**What is being asked**
Reproduce all of the material below, substituting "marker" for every occurrence of "pin" and leaving everything else unchanged.
═══ Records supplied
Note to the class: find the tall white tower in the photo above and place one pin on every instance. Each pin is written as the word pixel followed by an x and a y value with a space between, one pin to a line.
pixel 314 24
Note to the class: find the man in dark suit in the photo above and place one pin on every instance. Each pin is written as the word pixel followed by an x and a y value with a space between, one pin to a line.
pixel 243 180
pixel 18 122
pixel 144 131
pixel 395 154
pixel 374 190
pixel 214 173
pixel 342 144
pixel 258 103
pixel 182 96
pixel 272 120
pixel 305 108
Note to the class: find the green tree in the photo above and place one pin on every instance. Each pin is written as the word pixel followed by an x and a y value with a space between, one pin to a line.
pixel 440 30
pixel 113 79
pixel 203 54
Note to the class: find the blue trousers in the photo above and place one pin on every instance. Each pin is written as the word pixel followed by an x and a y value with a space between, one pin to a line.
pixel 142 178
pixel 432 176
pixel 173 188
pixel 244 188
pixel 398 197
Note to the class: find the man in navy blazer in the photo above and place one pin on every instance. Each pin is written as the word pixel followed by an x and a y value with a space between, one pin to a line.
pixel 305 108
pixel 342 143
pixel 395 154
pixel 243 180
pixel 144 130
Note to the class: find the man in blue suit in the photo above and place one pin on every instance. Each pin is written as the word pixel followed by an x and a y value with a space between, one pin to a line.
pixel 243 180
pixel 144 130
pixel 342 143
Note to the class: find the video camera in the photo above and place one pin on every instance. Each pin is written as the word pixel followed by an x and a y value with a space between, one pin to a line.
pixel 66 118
══════
**Exercise solution**
Note to the class: find the tall white tower in the photo above and place one marker on every instance. Each marker is written as the word pixel followed by an x and a y value with a space between, one marker to a line.
pixel 314 24
Note to the class: find the man in dark suit in the photo above and place one marker on every instance. Each marker is written as the word pixel followed by an x and a y value with a space between, one marker to a line.
pixel 243 180
pixel 18 122
pixel 144 131
pixel 395 154
pixel 374 190
pixel 214 173
pixel 342 144
pixel 258 103
pixel 182 96
pixel 272 120
pixel 305 108
Note to the class: find the green tree in the photo above and place one marker on every instance. Each marker is written as the word pixel followed by an x and a y value with a space between, one marker to a line.
pixel 440 30
pixel 113 79
pixel 203 54
Note to the class: find the blue trousers in the photo above and place one marker on every instance. Each marker is written as the word pixel followed by an x and a y value with a space between, one marker to a line.
pixel 142 178
pixel 432 176
pixel 173 188
pixel 244 188
pixel 398 197
Note to the class: find the man in navy blazer in the photo above and place one marker on every instance. Each marker is written as the word pixel followed by an x and a y value with a space between, one marker to a line.
pixel 305 108
pixel 342 143
pixel 395 154
pixel 243 180
pixel 144 130
Note to the class: find the man in blue suit in the photo above and place one marker on every instance. Each marker is written as the word pixel followed by an x and a y value with a space between, one marker to a line.
pixel 243 180
pixel 144 130
pixel 342 143
Note to the class: find the video camera in the photo above and place one marker on every instance. Each marker is written as the word pixel followed by an x and a y value with a space between, one marker to a line.
pixel 66 118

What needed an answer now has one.